Rule 1: The probability of an action at any given state following policy $\pi$ must be greater than 0.
During a policy parameterization, the policy must ensure that every action at a given state must be greater than 0 to encourage exploration of the agent. The policy, $\pi$, is defined as a function with respect to $a$, the action for $s$ and $\mathbf{\theta}$, the given state and the parameter, respectively.
\[\pi \left(a \vert s, \mathbf{\theta} \right) > 0\]One way to ensure that the policy is always positive is to define the policy as a natural exponential function of the action preference. This means, we specify $x = h(s, a, \mathbf{\theta})$ in the natural exponential function $f(x) = e^x$.
\[e^{h(s, a, \mathbf{\theta})} > 0\]With this definition, the policy function $\pi$ is guaranteed to be positive. However, we cannot simply define our policy function as follows:
\[\pi \left(a \vert s, \mathbf{\theta} \right) \neq e^{h(s, a, \mathbf{\theta})}\]This might violate the second rule of a stochastic policy.
Rule 2: The sum of probability of all actions at any given state following policy $\pi$ must be equal to 1.

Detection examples

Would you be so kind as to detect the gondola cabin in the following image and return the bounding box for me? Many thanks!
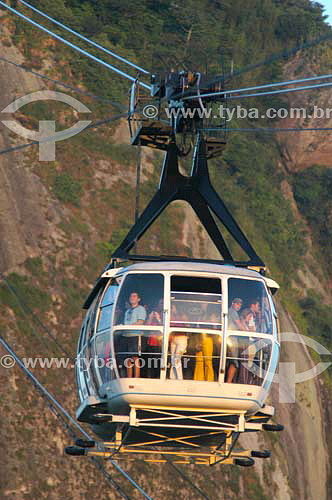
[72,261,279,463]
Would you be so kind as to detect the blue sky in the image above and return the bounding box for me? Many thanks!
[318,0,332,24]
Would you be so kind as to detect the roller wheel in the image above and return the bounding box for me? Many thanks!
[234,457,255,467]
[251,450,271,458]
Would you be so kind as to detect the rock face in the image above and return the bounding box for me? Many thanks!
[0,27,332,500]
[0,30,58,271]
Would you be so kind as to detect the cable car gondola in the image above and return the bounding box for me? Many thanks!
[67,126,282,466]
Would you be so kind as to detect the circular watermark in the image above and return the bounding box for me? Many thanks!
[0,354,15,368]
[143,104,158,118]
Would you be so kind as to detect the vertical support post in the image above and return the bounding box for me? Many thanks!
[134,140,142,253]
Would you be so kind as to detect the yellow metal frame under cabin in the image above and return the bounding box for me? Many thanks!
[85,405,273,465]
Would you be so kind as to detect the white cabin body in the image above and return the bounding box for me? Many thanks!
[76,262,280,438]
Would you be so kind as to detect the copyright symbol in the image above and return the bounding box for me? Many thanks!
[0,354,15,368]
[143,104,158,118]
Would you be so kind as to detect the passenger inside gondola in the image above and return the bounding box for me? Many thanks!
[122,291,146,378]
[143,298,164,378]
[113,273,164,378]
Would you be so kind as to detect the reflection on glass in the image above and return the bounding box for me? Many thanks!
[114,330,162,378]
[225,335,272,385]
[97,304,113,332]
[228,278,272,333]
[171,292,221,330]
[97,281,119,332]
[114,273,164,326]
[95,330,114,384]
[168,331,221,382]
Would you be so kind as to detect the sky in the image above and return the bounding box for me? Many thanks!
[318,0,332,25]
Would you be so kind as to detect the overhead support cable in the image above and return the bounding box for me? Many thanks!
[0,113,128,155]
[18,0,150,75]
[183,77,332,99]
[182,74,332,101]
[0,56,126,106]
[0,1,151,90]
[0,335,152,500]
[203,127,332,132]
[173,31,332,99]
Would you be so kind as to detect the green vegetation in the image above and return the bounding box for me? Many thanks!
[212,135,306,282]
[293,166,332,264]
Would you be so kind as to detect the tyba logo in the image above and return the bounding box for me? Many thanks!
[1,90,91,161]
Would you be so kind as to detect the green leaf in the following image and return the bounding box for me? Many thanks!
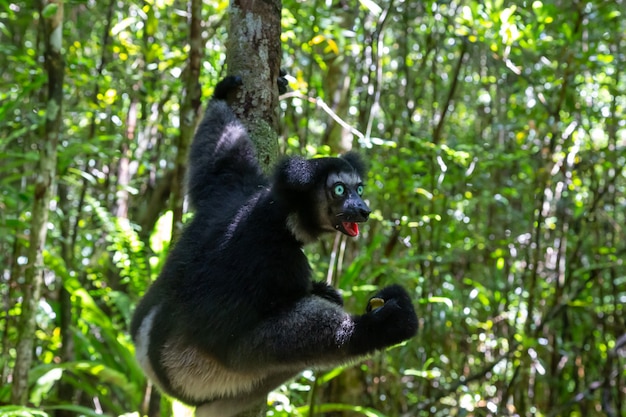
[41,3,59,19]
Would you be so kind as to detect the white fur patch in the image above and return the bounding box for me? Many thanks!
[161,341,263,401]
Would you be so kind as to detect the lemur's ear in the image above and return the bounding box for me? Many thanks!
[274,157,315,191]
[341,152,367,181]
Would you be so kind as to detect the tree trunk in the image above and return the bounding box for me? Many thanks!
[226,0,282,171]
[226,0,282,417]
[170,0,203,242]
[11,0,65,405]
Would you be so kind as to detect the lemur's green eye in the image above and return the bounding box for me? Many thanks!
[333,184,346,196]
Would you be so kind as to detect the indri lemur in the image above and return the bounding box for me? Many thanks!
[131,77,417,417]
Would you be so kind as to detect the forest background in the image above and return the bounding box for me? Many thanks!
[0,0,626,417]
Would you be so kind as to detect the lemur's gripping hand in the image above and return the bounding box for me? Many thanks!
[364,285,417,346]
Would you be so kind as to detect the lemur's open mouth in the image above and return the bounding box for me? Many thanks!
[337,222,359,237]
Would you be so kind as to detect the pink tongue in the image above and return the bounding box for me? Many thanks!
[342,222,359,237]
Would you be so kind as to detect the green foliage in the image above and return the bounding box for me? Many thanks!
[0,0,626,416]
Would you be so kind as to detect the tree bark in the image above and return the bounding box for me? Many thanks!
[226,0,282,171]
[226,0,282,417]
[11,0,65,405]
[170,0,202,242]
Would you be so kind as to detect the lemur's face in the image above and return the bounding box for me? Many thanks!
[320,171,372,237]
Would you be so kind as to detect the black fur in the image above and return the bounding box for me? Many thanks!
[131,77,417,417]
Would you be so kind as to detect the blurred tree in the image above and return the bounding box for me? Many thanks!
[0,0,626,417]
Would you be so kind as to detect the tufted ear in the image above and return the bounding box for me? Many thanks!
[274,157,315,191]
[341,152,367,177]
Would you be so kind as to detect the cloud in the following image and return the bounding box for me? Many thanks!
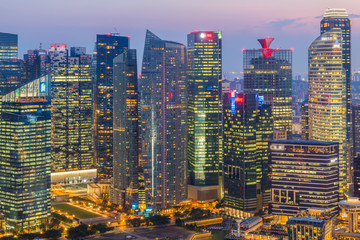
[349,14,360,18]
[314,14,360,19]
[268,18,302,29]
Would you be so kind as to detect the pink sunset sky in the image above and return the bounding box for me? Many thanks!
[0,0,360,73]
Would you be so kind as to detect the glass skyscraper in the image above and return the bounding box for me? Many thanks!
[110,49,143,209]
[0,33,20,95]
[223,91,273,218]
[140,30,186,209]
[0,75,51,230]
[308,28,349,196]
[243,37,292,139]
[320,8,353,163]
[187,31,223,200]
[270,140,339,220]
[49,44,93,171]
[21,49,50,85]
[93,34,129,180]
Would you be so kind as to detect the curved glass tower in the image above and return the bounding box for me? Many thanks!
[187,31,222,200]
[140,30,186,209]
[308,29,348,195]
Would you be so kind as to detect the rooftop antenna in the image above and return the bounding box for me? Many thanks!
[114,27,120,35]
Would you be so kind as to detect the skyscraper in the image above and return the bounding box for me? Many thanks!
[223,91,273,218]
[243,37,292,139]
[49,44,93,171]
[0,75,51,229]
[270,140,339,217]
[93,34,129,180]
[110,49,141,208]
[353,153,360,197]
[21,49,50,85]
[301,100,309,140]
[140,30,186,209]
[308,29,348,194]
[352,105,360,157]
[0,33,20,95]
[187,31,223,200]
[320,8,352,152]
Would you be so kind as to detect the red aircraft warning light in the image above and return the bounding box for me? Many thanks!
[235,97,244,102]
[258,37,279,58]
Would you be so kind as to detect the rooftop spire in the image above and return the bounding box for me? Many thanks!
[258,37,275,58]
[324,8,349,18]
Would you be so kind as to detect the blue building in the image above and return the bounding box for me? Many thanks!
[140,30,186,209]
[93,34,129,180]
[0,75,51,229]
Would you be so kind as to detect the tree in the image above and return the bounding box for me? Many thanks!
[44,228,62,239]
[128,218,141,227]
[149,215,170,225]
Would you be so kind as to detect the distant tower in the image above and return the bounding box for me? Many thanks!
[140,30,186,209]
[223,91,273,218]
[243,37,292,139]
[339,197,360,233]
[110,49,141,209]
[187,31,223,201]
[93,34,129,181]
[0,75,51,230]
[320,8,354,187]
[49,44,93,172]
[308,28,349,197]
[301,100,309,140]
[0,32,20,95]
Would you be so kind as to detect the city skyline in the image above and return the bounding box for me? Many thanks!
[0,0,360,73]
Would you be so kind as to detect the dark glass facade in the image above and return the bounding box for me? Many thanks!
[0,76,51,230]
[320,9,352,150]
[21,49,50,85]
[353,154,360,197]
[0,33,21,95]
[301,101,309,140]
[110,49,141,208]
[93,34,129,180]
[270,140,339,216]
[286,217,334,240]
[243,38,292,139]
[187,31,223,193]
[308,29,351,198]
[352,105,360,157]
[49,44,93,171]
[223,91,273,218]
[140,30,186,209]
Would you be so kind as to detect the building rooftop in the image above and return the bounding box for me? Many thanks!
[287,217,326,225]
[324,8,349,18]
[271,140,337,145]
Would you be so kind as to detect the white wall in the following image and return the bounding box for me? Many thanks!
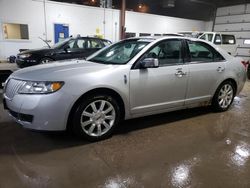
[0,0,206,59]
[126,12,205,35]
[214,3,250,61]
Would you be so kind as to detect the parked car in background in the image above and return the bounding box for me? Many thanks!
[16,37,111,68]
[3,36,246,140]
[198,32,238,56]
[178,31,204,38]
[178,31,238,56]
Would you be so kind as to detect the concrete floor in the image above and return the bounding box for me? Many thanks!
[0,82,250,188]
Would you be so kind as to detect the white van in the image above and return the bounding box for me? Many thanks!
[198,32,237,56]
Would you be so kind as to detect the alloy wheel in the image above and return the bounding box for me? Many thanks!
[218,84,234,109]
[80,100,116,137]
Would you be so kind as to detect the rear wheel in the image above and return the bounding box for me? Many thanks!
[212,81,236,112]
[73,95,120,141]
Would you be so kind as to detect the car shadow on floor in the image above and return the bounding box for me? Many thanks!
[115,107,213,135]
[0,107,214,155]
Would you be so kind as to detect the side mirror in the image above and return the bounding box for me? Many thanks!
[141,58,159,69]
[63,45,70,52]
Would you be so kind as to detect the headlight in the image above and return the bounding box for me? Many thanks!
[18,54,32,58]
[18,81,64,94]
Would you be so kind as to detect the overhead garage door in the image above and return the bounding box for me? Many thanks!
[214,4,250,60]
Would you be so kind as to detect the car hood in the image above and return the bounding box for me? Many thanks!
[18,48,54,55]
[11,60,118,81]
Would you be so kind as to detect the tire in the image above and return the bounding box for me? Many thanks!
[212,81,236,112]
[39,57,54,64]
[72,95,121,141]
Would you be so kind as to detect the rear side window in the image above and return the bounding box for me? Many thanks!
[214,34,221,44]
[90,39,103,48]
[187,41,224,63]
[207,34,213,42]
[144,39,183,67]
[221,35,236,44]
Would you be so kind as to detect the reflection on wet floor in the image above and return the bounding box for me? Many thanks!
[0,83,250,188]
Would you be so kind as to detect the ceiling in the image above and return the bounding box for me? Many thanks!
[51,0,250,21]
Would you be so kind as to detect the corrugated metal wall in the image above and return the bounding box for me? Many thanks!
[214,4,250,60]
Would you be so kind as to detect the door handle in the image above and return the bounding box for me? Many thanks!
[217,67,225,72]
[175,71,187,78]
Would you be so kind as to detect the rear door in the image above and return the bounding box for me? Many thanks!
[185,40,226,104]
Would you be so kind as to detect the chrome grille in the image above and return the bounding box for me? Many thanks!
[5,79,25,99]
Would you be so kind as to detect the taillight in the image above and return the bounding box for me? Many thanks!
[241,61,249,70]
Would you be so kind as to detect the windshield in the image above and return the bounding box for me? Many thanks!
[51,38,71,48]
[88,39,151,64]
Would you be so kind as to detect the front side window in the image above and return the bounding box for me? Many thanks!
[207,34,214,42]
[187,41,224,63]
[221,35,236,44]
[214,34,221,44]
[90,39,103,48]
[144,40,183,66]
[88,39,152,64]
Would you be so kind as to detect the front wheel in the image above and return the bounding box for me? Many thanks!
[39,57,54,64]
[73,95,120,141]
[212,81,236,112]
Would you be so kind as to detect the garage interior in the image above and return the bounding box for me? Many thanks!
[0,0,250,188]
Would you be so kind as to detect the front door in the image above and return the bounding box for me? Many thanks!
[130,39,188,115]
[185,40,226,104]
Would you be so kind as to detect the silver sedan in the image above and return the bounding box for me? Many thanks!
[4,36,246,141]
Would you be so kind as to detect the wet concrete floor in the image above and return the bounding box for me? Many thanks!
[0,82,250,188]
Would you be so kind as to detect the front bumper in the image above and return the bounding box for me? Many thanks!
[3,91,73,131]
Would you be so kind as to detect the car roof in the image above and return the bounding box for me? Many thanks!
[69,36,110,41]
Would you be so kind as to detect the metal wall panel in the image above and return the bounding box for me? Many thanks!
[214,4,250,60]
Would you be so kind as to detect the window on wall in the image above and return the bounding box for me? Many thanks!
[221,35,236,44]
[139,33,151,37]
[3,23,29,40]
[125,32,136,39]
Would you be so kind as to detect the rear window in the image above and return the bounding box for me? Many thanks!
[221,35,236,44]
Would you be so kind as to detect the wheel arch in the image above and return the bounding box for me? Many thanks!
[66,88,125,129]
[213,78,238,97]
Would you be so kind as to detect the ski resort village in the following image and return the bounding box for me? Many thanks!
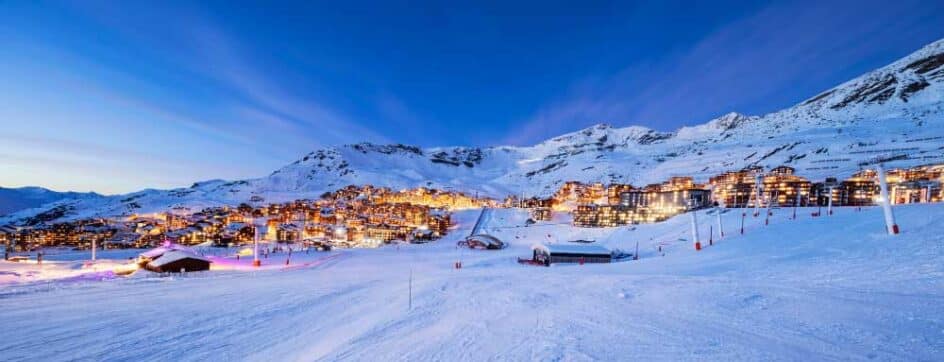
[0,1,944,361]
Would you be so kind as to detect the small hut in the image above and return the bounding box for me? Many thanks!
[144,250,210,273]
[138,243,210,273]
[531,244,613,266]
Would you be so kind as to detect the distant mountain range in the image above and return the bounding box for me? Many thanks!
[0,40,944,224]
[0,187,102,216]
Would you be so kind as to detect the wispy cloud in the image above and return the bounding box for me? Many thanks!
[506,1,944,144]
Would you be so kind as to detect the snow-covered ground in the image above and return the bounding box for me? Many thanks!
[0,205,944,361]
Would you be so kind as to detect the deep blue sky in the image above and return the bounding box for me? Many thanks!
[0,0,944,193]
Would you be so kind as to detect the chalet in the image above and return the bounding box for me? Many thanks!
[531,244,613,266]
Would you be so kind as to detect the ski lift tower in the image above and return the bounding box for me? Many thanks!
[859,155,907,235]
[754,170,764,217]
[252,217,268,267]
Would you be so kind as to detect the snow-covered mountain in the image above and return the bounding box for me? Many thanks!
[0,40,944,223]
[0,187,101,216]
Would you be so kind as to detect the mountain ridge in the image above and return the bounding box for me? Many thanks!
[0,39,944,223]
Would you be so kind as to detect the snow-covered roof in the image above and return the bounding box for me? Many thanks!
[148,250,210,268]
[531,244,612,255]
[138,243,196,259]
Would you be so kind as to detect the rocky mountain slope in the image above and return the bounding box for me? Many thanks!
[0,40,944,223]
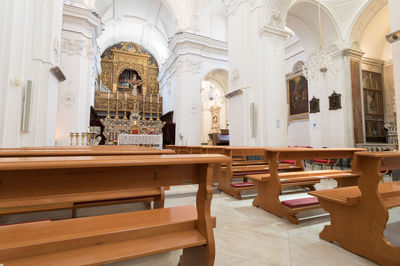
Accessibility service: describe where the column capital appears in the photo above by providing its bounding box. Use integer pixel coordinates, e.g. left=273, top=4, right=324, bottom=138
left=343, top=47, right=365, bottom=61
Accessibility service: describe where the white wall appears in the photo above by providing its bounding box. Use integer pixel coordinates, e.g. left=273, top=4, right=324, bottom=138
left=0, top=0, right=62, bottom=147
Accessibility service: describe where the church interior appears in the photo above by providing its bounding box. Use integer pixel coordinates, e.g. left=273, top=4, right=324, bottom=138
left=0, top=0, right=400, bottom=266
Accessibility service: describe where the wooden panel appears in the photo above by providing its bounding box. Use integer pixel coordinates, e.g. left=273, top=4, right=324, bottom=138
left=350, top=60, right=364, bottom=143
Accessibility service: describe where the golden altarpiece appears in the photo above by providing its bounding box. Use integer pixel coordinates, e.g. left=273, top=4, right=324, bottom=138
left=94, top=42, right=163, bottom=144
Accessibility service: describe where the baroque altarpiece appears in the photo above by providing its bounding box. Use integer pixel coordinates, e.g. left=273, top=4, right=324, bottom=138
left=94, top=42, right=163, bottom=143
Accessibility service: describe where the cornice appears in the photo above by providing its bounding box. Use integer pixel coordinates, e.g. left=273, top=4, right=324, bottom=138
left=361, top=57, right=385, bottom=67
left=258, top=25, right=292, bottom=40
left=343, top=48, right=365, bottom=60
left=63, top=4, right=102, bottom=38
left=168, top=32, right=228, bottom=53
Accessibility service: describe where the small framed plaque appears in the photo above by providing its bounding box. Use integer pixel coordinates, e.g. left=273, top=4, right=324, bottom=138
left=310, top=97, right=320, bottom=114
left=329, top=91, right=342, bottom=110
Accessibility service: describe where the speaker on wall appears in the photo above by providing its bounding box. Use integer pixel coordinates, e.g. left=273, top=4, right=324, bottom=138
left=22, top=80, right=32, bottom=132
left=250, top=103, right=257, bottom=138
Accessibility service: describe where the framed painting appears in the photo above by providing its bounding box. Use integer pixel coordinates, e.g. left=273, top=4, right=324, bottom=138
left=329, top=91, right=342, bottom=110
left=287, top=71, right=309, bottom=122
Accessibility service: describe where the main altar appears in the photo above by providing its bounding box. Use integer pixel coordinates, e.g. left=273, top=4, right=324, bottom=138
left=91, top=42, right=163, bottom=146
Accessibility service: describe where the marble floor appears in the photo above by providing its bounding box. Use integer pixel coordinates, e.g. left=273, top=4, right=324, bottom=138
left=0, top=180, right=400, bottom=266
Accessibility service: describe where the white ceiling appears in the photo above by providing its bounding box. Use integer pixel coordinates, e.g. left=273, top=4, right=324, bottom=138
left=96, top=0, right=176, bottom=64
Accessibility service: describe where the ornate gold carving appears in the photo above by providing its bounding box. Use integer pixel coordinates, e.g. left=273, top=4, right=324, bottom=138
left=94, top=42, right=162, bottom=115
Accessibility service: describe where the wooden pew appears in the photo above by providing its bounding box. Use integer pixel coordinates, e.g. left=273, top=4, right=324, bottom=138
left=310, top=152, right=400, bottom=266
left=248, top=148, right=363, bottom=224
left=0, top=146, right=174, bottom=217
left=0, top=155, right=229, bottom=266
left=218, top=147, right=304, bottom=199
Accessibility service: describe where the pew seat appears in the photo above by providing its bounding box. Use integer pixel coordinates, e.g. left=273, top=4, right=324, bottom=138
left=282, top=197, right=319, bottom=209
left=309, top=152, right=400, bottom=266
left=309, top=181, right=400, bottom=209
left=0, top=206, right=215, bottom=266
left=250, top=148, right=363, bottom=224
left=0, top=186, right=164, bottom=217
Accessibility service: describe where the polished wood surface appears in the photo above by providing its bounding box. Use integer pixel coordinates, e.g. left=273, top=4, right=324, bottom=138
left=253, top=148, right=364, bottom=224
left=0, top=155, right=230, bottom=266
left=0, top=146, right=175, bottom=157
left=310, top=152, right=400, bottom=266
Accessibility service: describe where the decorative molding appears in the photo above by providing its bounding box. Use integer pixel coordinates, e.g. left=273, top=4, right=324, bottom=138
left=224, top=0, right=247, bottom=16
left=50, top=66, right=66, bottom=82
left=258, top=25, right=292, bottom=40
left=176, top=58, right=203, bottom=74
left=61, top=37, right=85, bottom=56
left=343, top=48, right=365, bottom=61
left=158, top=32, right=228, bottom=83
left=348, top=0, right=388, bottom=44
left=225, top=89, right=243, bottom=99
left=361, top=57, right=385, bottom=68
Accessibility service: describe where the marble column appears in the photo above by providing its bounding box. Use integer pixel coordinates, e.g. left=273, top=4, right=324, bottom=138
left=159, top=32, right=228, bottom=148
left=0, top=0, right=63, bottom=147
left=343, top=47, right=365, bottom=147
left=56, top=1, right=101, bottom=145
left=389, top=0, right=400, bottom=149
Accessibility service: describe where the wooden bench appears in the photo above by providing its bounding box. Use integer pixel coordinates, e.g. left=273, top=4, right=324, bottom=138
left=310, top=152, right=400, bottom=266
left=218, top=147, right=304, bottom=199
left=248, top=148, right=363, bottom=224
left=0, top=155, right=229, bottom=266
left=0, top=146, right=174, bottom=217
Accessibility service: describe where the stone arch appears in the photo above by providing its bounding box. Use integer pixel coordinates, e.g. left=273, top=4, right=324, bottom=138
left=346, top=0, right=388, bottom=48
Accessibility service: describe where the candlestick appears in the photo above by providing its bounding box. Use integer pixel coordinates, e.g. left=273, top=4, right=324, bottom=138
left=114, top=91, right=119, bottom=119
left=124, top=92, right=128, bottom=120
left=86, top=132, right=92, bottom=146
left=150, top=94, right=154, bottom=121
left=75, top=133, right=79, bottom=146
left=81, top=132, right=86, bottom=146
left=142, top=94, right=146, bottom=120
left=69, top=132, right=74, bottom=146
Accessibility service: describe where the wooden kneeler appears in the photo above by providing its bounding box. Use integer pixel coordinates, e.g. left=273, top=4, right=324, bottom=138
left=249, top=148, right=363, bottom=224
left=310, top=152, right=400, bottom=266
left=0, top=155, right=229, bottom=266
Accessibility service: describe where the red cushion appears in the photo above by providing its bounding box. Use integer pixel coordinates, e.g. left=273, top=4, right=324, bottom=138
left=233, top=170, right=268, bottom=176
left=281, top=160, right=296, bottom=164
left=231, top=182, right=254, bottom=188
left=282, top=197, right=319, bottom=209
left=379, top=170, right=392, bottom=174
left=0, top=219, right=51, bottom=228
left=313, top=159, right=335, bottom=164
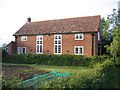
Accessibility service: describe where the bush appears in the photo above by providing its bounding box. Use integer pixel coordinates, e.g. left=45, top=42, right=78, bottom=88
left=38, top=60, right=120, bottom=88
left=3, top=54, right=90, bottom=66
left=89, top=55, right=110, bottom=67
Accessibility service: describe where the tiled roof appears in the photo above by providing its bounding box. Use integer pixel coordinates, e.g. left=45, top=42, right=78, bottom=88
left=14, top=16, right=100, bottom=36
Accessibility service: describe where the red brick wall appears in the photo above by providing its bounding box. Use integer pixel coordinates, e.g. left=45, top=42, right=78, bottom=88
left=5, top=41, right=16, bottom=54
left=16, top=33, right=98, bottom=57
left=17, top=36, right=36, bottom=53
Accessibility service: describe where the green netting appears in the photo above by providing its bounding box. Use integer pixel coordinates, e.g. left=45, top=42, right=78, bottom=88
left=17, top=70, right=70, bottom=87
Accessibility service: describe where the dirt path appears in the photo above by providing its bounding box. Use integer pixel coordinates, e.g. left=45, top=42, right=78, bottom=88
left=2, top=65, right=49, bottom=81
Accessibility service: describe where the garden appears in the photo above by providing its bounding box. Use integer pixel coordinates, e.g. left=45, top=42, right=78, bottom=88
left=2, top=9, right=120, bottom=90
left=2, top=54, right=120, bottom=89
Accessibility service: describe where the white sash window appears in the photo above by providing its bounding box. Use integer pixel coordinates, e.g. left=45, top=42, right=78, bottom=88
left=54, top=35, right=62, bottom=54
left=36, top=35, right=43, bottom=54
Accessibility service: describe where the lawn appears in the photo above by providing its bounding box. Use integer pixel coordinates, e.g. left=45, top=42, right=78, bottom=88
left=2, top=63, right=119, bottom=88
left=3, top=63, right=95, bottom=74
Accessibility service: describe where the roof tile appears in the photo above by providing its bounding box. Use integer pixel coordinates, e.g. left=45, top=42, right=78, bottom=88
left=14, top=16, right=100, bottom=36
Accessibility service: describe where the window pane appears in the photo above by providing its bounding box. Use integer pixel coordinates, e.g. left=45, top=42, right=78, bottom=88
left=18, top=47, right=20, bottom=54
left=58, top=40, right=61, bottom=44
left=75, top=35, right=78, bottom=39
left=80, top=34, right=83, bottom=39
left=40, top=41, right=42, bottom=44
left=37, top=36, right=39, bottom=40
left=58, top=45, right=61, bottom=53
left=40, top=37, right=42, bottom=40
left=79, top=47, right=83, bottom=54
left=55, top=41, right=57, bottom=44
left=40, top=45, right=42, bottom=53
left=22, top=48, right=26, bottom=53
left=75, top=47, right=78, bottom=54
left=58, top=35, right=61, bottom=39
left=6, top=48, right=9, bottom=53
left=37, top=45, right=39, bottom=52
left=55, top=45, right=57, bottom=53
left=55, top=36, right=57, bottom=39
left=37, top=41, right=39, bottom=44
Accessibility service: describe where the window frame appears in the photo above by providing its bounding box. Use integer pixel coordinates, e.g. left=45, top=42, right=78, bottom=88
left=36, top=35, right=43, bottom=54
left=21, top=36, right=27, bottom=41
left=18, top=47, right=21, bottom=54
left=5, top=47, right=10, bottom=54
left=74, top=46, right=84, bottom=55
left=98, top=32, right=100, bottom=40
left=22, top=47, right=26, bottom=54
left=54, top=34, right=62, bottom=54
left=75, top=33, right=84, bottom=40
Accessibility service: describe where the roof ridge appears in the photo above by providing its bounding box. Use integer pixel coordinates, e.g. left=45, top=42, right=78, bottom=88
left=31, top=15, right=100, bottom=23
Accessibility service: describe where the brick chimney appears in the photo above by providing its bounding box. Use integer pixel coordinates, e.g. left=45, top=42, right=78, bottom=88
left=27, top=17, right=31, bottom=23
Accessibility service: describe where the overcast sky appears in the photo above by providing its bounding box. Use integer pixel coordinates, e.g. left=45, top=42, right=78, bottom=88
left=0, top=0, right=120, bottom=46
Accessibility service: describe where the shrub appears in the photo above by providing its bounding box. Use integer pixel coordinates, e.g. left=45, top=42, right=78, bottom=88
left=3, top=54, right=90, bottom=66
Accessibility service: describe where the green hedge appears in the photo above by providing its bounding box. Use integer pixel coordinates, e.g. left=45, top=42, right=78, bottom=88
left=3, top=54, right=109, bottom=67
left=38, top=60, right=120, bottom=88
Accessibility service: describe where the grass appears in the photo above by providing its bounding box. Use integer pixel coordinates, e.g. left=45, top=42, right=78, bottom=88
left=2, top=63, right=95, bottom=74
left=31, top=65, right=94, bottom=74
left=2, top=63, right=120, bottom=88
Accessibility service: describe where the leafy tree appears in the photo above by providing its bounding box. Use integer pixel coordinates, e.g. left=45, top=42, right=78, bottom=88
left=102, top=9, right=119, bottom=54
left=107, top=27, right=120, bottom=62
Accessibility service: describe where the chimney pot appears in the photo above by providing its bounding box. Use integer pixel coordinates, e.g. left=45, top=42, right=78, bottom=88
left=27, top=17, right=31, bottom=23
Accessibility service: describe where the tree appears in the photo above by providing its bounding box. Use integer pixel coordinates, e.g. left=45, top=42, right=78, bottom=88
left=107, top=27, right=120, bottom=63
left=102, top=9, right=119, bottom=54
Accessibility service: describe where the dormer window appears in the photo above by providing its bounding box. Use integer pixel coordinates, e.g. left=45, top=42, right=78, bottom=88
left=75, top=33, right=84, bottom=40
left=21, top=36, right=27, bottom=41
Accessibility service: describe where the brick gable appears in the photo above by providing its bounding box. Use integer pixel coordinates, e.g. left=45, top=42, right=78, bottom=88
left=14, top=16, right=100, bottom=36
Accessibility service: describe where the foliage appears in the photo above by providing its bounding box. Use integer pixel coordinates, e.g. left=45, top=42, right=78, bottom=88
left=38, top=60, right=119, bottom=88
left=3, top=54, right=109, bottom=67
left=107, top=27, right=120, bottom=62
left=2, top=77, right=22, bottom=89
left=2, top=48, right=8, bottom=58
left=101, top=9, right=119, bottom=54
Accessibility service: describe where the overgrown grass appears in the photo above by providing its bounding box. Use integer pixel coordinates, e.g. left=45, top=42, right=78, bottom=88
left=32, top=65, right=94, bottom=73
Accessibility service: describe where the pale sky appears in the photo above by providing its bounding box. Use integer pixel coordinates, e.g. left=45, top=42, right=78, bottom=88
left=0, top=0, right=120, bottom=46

• **DIRECTIVES**:
(1) List every displayed formula in the passage on stochastic policy rules.
(2) Resume the passage on stochastic policy rules after its last sentence.
You won't need the entries.

• **EXERCISE ANSWERS**:
(1)
π(a | s, θ) > 0
e^{h(s, a, θ)} > 0
π(a | s, θ) ≠ e^{h(s, a, θ)}

(2)
The second rule of a stochastic policy is defined as follows:
\[\sum_{a \in \mathcal{A}} \pi \left(a \vert s, \mathbf{\theta} \right) = 1\]The range of a natural exponential function is $(0, \infty)$. Therefore, if the policy is simply defined as the natural exponential function of the action preference, the chance that the sum of probability of all actions exceeds 1 is high.
Nonetheless, we can perform a simple trick to satisfy this rule. We normalize the value of the natural exponential function of the action preference by the total preference values over all actions at a given state.
To define a policy function which satisfies the second rule, let us start with the following expression.
\[\frac {\sum_{a \in \mathcal{A}} e^{h(s, a, \mathbf{\theta})}} {\sum_{b \in \mathcal{A}} e^{h(s, b, \mathbf{\theta})}} = 1\]We can then rearrange the expression from above.
\[\sum_{a \in \mathcal{A}} \left( \frac {e^{h(s, a, \mathbf{\theta})}} {\sum_{b \in \mathcal{A}} e^{h(s, b, \mathbf{\theta})}} \right) = 1\]The term in bracket is the desired policy function, which also satisfies the first rule of stochastic policy. Note that the denominator becomes the normalizer to the original natural exponential function of the action preferences.
\[\pi (a \vert s, \mathbf{\theta}) = \frac {e^{h(s, a, \mathbf{\theta})}} {\sum_{b \in \mathcal{A}} e^{h(s, b, \mathbf{\theta})}}\]The Prove
To organize the presentation of our content, in this section, we denote by $H(a)$ and $H(b)$, respectively
\[\begin{align} H(a) &= e^{h(s, a, \mathbf{\theta})} \\ H(b) &= e^{h(s, b, \mathbf{\theta})} \end{align}\]for $a, b \in \mathcal{A}$.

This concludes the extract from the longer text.